___ Task data
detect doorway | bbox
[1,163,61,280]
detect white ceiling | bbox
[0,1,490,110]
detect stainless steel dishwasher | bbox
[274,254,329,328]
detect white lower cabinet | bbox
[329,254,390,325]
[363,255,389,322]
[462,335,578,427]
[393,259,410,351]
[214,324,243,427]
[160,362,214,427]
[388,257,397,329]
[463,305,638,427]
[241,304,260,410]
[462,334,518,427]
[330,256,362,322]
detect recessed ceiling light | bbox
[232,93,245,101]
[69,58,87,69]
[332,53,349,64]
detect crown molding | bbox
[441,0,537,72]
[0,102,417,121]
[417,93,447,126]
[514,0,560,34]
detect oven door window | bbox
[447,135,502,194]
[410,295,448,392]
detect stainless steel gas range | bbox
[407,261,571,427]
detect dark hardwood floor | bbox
______
___ Task data
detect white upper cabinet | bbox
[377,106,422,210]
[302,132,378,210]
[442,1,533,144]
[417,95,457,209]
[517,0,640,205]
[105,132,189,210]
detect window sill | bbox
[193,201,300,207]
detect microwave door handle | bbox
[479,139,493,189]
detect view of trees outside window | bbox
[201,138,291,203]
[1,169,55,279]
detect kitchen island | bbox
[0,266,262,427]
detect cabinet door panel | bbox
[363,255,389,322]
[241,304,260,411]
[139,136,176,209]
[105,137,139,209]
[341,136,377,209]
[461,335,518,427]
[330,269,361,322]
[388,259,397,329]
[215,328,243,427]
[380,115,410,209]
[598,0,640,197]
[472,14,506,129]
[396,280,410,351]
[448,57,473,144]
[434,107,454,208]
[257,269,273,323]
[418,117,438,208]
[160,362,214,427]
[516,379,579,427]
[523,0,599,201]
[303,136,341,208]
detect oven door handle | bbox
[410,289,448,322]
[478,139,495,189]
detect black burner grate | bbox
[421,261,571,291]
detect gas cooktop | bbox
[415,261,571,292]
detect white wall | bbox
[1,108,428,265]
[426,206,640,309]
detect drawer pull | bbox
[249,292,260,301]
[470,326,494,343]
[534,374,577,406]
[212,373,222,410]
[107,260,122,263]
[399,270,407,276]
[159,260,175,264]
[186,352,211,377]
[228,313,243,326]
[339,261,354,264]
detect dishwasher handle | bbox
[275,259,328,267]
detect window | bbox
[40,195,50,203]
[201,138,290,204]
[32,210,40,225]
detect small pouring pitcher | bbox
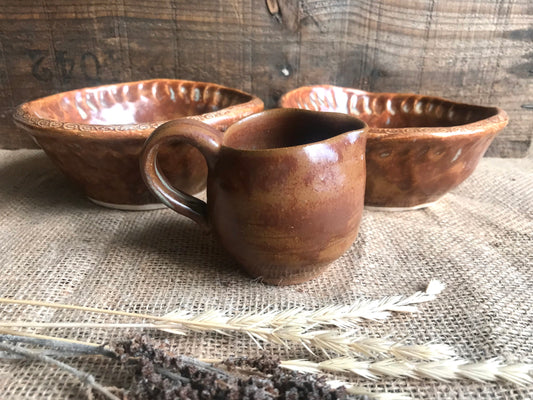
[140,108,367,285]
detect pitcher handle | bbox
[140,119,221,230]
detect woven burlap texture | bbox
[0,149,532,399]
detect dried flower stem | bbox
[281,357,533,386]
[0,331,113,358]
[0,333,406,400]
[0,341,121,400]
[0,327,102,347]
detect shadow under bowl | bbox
______
What the task requires >> Will you return exactly the lines above from the one with "detect oven door window | bbox" down to the one with "detect dark hardwood floor | bbox", counting both as part of the range?

Output below >>
detect oven door window | bbox
[447,135,502,194]
[410,295,448,392]
detect stainless steel gas range | bbox
[407,261,571,427]
detect dark hardwood floor | bbox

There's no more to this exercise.